=== Begin Enclosure ===

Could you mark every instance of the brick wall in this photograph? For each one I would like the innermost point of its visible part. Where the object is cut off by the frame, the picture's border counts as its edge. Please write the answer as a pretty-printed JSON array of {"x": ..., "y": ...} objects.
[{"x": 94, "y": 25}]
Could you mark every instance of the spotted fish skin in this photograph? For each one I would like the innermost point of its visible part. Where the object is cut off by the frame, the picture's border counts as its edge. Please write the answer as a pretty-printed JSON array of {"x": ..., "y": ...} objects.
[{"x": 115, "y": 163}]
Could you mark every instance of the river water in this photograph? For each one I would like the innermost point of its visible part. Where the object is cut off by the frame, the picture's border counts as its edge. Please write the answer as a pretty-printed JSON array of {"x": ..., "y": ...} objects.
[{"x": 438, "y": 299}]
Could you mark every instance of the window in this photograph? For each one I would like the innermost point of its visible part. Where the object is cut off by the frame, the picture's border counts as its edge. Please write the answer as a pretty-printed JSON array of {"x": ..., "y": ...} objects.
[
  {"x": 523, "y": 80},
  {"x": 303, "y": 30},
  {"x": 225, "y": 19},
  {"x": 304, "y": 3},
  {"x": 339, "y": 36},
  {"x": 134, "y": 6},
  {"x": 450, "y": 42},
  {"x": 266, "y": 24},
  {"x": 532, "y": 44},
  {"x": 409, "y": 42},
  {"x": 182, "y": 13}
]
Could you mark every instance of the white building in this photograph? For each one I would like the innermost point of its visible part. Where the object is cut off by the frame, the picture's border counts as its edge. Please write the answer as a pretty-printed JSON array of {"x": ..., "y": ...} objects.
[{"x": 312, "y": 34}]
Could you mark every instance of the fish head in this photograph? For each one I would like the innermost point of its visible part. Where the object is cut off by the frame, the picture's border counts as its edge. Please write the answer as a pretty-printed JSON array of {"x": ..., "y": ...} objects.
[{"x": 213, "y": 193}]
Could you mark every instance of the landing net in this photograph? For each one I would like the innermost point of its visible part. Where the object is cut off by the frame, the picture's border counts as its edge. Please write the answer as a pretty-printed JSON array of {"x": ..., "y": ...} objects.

=== End Enclosure ===

Every line of the data must be written out again word for word.

Could you mark every instance of the brick wall in this photograph? For each one I would like the innermost point of its visible part. Where the object is cut off by the frame, the picture's border counts as its edge. Please write the answer as a pretty-printed JSON array of {"x": ..., "y": ...} objects.
[{"x": 94, "y": 25}]
Could you mark every instance of the spotted fish skin in this photograph? For each one I would like the innermost point of its visible part. Where the object is cut off by the frame, the picture's border counts as its edge. Please write the answer as a pretty-printed JSON array of {"x": ..., "y": ...} objects.
[{"x": 115, "y": 163}]
Could you mark every instance of the river water in this photograph? For each one I would like the innermost point of its visible part. Where the object is cut off by the frame, the picture's border counts as its edge. Please write the answer as a pretty-printed JSON array of {"x": ..., "y": ...} objects.
[{"x": 438, "y": 299}]
Could you mark every instance of the window in this photograph? For each one I would like the innermost point of its visible part. Where the object is cut off by the frame, the picture's border counts as its edge. Please write the answer as a pretty-printed JSON array of {"x": ..., "y": ...} objects.
[
  {"x": 523, "y": 80},
  {"x": 303, "y": 30},
  {"x": 225, "y": 19},
  {"x": 304, "y": 3},
  {"x": 339, "y": 36},
  {"x": 134, "y": 6},
  {"x": 450, "y": 42},
  {"x": 266, "y": 24},
  {"x": 532, "y": 44},
  {"x": 409, "y": 42},
  {"x": 182, "y": 13}
]
Could you mark every instance of the white building in this photograph? For each one I would like the innermost point of its visible part. Where the object is cut off by the frame, the picture's border counts as its edge. Please write the answer as a pretty-printed JSON array of {"x": ..., "y": ...} objects.
[{"x": 312, "y": 34}]
Could you mark every instance of the fish head in this photograph? For each one I would like the innermost point of its visible part. Where the object is cut off by the frame, the picture's border counts as its edge. Please write the answer as a pretty-printed JSON array of {"x": ..., "y": ...} objects.
[{"x": 213, "y": 193}]
Could you mark every instance of the landing net in this photograph? For each one I would like the innermost point of its visible part. Where the object is cut off by the frame, the picture's border counts as its edge. Please write the answer as a pretty-printed JSON array of {"x": ..., "y": ...} objects.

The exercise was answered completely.